● JOB: Render everything from the line containing "Check this image for the presence of any yellow-green" down to the end of the items as a Markdown table with the columns "Number" and "Entry," leaving out blank lines.

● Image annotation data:
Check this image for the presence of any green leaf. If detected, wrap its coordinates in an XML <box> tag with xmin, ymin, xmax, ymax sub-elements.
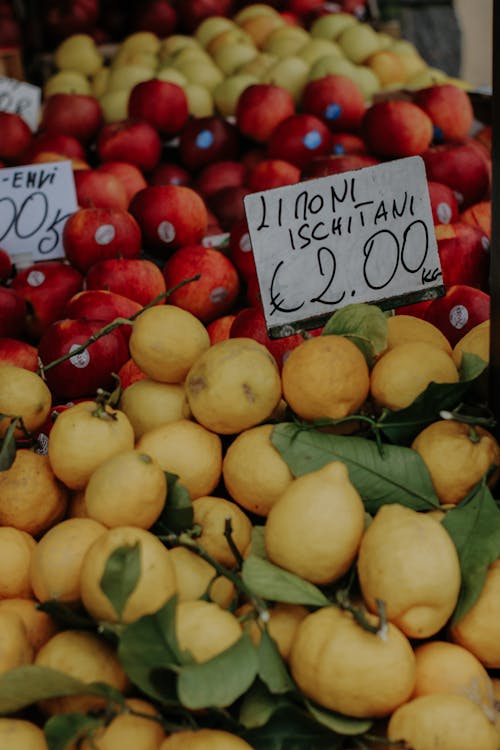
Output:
<box><xmin>177</xmin><ymin>633</ymin><xmax>259</xmax><ymax>710</ymax></box>
<box><xmin>321</xmin><ymin>302</ymin><xmax>388</xmax><ymax>367</ymax></box>
<box><xmin>241</xmin><ymin>555</ymin><xmax>331</xmax><ymax>607</ymax></box>
<box><xmin>442</xmin><ymin>482</ymin><xmax>500</xmax><ymax>624</ymax></box>
<box><xmin>101</xmin><ymin>542</ymin><xmax>141</xmax><ymax>620</ymax></box>
<box><xmin>0</xmin><ymin>664</ymin><xmax>118</xmax><ymax>716</ymax></box>
<box><xmin>305</xmin><ymin>699</ymin><xmax>373</xmax><ymax>735</ymax></box>
<box><xmin>257</xmin><ymin>630</ymin><xmax>295</xmax><ymax>693</ymax></box>
<box><xmin>271</xmin><ymin>423</ymin><xmax>439</xmax><ymax>514</ymax></box>
<box><xmin>151</xmin><ymin>471</ymin><xmax>193</xmax><ymax>535</ymax></box>
<box><xmin>43</xmin><ymin>713</ymin><xmax>105</xmax><ymax>750</ymax></box>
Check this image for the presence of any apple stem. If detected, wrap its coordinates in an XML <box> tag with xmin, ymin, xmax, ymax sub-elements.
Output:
<box><xmin>38</xmin><ymin>273</ymin><xmax>201</xmax><ymax>378</ymax></box>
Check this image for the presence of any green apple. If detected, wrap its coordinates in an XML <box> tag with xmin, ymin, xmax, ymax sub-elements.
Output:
<box><xmin>213</xmin><ymin>73</ymin><xmax>259</xmax><ymax>117</ymax></box>
<box><xmin>309</xmin><ymin>13</ymin><xmax>359</xmax><ymax>41</ymax></box>
<box><xmin>54</xmin><ymin>34</ymin><xmax>103</xmax><ymax>76</ymax></box>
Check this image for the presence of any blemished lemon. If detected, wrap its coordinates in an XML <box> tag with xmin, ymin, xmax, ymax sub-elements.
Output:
<box><xmin>120</xmin><ymin>378</ymin><xmax>191</xmax><ymax>440</ymax></box>
<box><xmin>264</xmin><ymin>461</ymin><xmax>365</xmax><ymax>584</ymax></box>
<box><xmin>30</xmin><ymin>518</ymin><xmax>106</xmax><ymax>604</ymax></box>
<box><xmin>185</xmin><ymin>337</ymin><xmax>281</xmax><ymax>435</ymax></box>
<box><xmin>0</xmin><ymin>364</ymin><xmax>52</xmax><ymax>438</ymax></box>
<box><xmin>370</xmin><ymin>341</ymin><xmax>459</xmax><ymax>411</ymax></box>
<box><xmin>357</xmin><ymin>504</ymin><xmax>461</xmax><ymax>638</ymax></box>
<box><xmin>136</xmin><ymin>419</ymin><xmax>222</xmax><ymax>500</ymax></box>
<box><xmin>450</xmin><ymin>559</ymin><xmax>500</xmax><ymax>669</ymax></box>
<box><xmin>0</xmin><ymin>526</ymin><xmax>37</xmax><ymax>599</ymax></box>
<box><xmin>281</xmin><ymin>336</ymin><xmax>370</xmax><ymax>420</ymax></box>
<box><xmin>129</xmin><ymin>305</ymin><xmax>210</xmax><ymax>383</ymax></box>
<box><xmin>0</xmin><ymin>448</ymin><xmax>68</xmax><ymax>537</ymax></box>
<box><xmin>289</xmin><ymin>605</ymin><xmax>415</xmax><ymax>718</ymax></box>
<box><xmin>411</xmin><ymin>419</ymin><xmax>500</xmax><ymax>505</ymax></box>
<box><xmin>80</xmin><ymin>526</ymin><xmax>176</xmax><ymax>622</ymax></box>
<box><xmin>387</xmin><ymin>693</ymin><xmax>499</xmax><ymax>750</ymax></box>
<box><xmin>34</xmin><ymin>630</ymin><xmax>129</xmax><ymax>715</ymax></box>
<box><xmin>85</xmin><ymin>450</ymin><xmax>167</xmax><ymax>529</ymax></box>
<box><xmin>48</xmin><ymin>401</ymin><xmax>135</xmax><ymax>490</ymax></box>
<box><xmin>222</xmin><ymin>424</ymin><xmax>293</xmax><ymax>516</ymax></box>
<box><xmin>193</xmin><ymin>495</ymin><xmax>252</xmax><ymax>568</ymax></box>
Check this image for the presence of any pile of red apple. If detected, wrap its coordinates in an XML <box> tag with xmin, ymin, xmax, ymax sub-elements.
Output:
<box><xmin>0</xmin><ymin>41</ymin><xmax>491</xmax><ymax>412</ymax></box>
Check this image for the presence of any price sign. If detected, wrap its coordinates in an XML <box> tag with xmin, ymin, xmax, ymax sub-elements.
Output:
<box><xmin>0</xmin><ymin>161</ymin><xmax>78</xmax><ymax>262</ymax></box>
<box><xmin>0</xmin><ymin>76</ymin><xmax>42</xmax><ymax>130</ymax></box>
<box><xmin>244</xmin><ymin>156</ymin><xmax>444</xmax><ymax>337</ymax></box>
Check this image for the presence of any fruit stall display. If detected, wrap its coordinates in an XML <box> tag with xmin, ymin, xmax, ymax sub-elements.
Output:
<box><xmin>0</xmin><ymin>4</ymin><xmax>500</xmax><ymax>750</ymax></box>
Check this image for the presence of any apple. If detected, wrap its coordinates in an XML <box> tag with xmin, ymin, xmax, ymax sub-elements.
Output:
<box><xmin>361</xmin><ymin>99</ymin><xmax>439</xmax><ymax>159</ymax></box>
<box><xmin>163</xmin><ymin>244</ymin><xmax>240</xmax><ymax>323</ymax></box>
<box><xmin>38</xmin><ymin>318</ymin><xmax>130</xmax><ymax>399</ymax></box>
<box><xmin>62</xmin><ymin>206</ymin><xmax>142</xmax><ymax>273</ymax></box>
<box><xmin>96</xmin><ymin>119</ymin><xmax>162</xmax><ymax>172</ymax></box>
<box><xmin>39</xmin><ymin>94</ymin><xmax>103</xmax><ymax>144</ymax></box>
<box><xmin>179</xmin><ymin>115</ymin><xmax>241</xmax><ymax>172</ymax></box>
<box><xmin>424</xmin><ymin>284</ymin><xmax>490</xmax><ymax>347</ymax></box>
<box><xmin>0</xmin><ymin>112</ymin><xmax>33</xmax><ymax>164</ymax></box>
<box><xmin>0</xmin><ymin>337</ymin><xmax>38</xmax><ymax>372</ymax></box>
<box><xmin>235</xmin><ymin>83</ymin><xmax>295</xmax><ymax>143</ymax></box>
<box><xmin>73</xmin><ymin>169</ymin><xmax>129</xmax><ymax>210</ymax></box>
<box><xmin>128</xmin><ymin>78</ymin><xmax>189</xmax><ymax>137</ymax></box>
<box><xmin>129</xmin><ymin>185</ymin><xmax>208</xmax><ymax>256</ymax></box>
<box><xmin>301</xmin><ymin>75</ymin><xmax>366</xmax><ymax>132</ymax></box>
<box><xmin>413</xmin><ymin>83</ymin><xmax>474</xmax><ymax>143</ymax></box>
<box><xmin>0</xmin><ymin>286</ymin><xmax>26</xmax><ymax>338</ymax></box>
<box><xmin>85</xmin><ymin>258</ymin><xmax>166</xmax><ymax>307</ymax></box>
<box><xmin>12</xmin><ymin>260</ymin><xmax>83</xmax><ymax>341</ymax></box>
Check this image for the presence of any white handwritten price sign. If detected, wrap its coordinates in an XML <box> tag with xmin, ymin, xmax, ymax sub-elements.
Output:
<box><xmin>244</xmin><ymin>157</ymin><xmax>444</xmax><ymax>337</ymax></box>
<box><xmin>0</xmin><ymin>76</ymin><xmax>42</xmax><ymax>130</ymax></box>
<box><xmin>0</xmin><ymin>161</ymin><xmax>78</xmax><ymax>261</ymax></box>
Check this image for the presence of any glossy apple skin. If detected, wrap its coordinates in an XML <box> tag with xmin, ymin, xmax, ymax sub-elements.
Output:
<box><xmin>38</xmin><ymin>318</ymin><xmax>129</xmax><ymax>400</ymax></box>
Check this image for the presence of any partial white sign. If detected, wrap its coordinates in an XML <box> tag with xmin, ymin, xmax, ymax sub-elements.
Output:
<box><xmin>244</xmin><ymin>156</ymin><xmax>444</xmax><ymax>337</ymax></box>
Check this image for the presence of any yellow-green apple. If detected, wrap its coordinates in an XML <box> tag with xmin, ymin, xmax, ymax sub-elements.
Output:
<box><xmin>361</xmin><ymin>99</ymin><xmax>440</xmax><ymax>159</ymax></box>
<box><xmin>96</xmin><ymin>119</ymin><xmax>162</xmax><ymax>172</ymax></box>
<box><xmin>179</xmin><ymin>115</ymin><xmax>241</xmax><ymax>172</ymax></box>
<box><xmin>85</xmin><ymin>258</ymin><xmax>166</xmax><ymax>307</ymax></box>
<box><xmin>12</xmin><ymin>260</ymin><xmax>83</xmax><ymax>340</ymax></box>
<box><xmin>301</xmin><ymin>75</ymin><xmax>366</xmax><ymax>132</ymax></box>
<box><xmin>235</xmin><ymin>83</ymin><xmax>295</xmax><ymax>143</ymax></box>
<box><xmin>267</xmin><ymin>112</ymin><xmax>332</xmax><ymax>169</ymax></box>
<box><xmin>39</xmin><ymin>94</ymin><xmax>103</xmax><ymax>143</ymax></box>
<box><xmin>38</xmin><ymin>318</ymin><xmax>130</xmax><ymax>399</ymax></box>
<box><xmin>62</xmin><ymin>207</ymin><xmax>142</xmax><ymax>273</ymax></box>
<box><xmin>163</xmin><ymin>244</ymin><xmax>240</xmax><ymax>323</ymax></box>
<box><xmin>128</xmin><ymin>78</ymin><xmax>188</xmax><ymax>137</ymax></box>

● FINAL RESULT:
| Number | Entry |
|---|---|
| 1 | Check this image for the presence of any yellow-green apple. If detected, wrap its coordinates in an XML <box> tag with xmin, ymin, xmax, ymax sub-elements. |
| 2 | Output: |
| 3 | <box><xmin>361</xmin><ymin>99</ymin><xmax>440</xmax><ymax>159</ymax></box> |
| 4 | <box><xmin>96</xmin><ymin>119</ymin><xmax>162</xmax><ymax>172</ymax></box> |
| 5 | <box><xmin>179</xmin><ymin>115</ymin><xmax>241</xmax><ymax>172</ymax></box> |
| 6 | <box><xmin>85</xmin><ymin>258</ymin><xmax>166</xmax><ymax>307</ymax></box> |
| 7 | <box><xmin>12</xmin><ymin>260</ymin><xmax>83</xmax><ymax>340</ymax></box> |
| 8 | <box><xmin>301</xmin><ymin>75</ymin><xmax>366</xmax><ymax>132</ymax></box> |
| 9 | <box><xmin>235</xmin><ymin>83</ymin><xmax>295</xmax><ymax>143</ymax></box> |
| 10 | <box><xmin>267</xmin><ymin>112</ymin><xmax>332</xmax><ymax>169</ymax></box> |
| 11 | <box><xmin>39</xmin><ymin>94</ymin><xmax>103</xmax><ymax>143</ymax></box> |
| 12 | <box><xmin>38</xmin><ymin>318</ymin><xmax>130</xmax><ymax>399</ymax></box> |
| 13 | <box><xmin>62</xmin><ymin>207</ymin><xmax>142</xmax><ymax>273</ymax></box> |
| 14 | <box><xmin>163</xmin><ymin>244</ymin><xmax>240</xmax><ymax>323</ymax></box> |
| 15 | <box><xmin>128</xmin><ymin>78</ymin><xmax>188</xmax><ymax>137</ymax></box> |